### WHAT THIS TASK INVOLVES
Rewrite the following lines so that "wet rock" becomes "mossy stone", with nothing else changed.

### Some lines
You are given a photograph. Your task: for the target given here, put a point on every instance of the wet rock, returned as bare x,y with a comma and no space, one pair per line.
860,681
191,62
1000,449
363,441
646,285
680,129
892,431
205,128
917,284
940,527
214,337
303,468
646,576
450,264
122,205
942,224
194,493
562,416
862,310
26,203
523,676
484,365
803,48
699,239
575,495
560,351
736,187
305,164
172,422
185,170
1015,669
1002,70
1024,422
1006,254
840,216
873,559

### SOLUTION FOR THIS TASK
You are given a photograph. Your task: for the target given here, put a point on every instance of the mossy stone, returned as bare x,y with a comma and no space, one pair per line.
860,681
191,62
1000,449
363,441
646,285
680,129
892,431
205,128
917,284
940,527
214,337
303,468
646,576
450,264
122,205
942,224
194,493
562,416
862,310
26,203
523,676
484,365
803,48
699,239
575,495
560,351
736,187
305,164
172,422
185,170
1015,669
1002,70
1024,422
1006,254
840,216
873,559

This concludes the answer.